Direction:
Copy the data below word for word, from the line containing "query (the noun phrase to segment): snow-covered" through the line containing "POLYGON ((264 111, 270", including both of those lines.

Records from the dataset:
+===+

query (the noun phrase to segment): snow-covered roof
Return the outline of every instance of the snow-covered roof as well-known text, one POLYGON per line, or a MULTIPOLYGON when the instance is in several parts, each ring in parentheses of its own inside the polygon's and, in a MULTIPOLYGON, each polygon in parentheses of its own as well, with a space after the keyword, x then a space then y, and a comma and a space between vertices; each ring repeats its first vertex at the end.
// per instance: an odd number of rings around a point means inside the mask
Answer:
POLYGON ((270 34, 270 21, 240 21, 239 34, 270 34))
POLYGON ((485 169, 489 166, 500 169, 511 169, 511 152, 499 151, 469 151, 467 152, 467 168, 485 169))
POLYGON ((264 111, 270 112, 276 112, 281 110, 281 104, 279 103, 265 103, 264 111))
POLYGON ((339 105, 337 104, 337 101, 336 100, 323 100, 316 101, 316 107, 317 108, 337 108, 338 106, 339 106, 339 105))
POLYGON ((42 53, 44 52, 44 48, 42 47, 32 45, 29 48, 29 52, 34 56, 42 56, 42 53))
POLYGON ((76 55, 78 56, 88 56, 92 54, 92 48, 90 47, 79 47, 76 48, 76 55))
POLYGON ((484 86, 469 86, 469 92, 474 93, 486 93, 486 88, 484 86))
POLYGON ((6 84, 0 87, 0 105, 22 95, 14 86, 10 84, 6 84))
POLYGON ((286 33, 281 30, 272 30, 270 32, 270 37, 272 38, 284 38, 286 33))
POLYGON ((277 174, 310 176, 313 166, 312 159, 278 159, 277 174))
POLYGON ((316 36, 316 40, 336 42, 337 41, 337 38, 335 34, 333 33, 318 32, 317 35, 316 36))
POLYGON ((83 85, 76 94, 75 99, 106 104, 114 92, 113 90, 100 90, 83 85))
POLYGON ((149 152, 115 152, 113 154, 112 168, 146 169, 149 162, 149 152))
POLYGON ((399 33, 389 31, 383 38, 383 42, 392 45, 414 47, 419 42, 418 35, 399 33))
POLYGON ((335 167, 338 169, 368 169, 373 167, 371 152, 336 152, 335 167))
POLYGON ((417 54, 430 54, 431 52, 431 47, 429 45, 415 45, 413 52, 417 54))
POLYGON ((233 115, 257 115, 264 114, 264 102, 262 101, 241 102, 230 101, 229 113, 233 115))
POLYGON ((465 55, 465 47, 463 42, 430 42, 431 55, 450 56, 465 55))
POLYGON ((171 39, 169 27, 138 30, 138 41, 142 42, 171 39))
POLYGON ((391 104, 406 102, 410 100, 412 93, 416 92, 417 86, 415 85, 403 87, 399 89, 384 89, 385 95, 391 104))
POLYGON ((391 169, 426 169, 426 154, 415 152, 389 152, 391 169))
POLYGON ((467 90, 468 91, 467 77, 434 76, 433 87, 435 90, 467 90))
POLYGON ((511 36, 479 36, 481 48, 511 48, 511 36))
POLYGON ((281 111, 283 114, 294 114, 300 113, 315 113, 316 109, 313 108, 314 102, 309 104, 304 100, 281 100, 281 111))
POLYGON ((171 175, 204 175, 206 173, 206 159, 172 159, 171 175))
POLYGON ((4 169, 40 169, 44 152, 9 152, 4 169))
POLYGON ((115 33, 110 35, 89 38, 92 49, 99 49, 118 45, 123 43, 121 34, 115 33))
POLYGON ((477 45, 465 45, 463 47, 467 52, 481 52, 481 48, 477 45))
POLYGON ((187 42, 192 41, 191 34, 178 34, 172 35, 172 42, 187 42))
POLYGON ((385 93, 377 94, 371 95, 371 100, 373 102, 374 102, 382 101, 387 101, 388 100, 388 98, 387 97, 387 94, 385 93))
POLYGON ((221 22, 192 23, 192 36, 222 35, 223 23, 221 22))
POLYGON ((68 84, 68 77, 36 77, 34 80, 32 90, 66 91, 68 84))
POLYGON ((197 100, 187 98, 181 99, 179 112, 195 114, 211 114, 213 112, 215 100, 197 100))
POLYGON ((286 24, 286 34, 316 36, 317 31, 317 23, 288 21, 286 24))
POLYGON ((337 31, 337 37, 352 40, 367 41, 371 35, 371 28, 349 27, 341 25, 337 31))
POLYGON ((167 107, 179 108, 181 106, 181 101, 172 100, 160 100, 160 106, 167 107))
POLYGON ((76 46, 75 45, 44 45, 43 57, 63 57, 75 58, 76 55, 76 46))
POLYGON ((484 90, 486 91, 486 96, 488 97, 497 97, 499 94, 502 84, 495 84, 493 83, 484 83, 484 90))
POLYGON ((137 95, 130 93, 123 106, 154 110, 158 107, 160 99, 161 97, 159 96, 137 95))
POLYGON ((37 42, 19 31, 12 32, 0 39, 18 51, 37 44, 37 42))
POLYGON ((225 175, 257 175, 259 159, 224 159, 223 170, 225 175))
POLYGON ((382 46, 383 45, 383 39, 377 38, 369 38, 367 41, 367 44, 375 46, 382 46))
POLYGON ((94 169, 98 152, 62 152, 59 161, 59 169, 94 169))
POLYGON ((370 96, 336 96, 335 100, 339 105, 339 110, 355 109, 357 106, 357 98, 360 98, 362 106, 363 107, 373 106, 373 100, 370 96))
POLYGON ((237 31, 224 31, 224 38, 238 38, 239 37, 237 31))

+===+

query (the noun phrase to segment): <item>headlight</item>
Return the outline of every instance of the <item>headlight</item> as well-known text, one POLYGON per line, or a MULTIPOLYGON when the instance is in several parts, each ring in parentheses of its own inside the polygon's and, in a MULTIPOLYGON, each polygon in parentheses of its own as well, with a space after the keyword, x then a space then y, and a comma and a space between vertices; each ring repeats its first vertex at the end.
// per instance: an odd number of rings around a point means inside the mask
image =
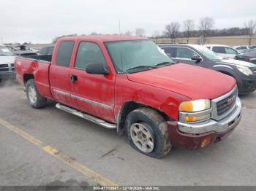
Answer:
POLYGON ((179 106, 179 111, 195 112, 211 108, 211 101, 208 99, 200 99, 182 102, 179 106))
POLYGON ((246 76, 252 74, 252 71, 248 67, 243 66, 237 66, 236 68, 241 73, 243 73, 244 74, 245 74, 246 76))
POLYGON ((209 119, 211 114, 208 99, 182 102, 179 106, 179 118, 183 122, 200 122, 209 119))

+===+

Answer to the task:
query (the noun phrase to segment): snow-covered roof
Return the outline of every instance of the snow-covered roof as well-known text, one POLYGON per line, or a MULTIPOLYGON when the instance is in several parts, each ring in parentheses of its own inside the polygon's and, in a MULTIPOLYGON, each polygon in parentheses of its own as well, with a space after the keyword, x then a space then y, and a comma and a space between vertices; each ring repeats its first vertex at the end.
// per instance: an odd number of rings around a point means inside the mask
Answer:
POLYGON ((270 34, 270 21, 240 21, 239 34, 270 34))
POLYGON ((485 169, 489 166, 500 169, 511 169, 511 152, 499 151, 469 151, 467 152, 467 168, 485 169))
POLYGON ((264 111, 270 112, 276 112, 281 110, 281 104, 279 103, 265 103, 264 111))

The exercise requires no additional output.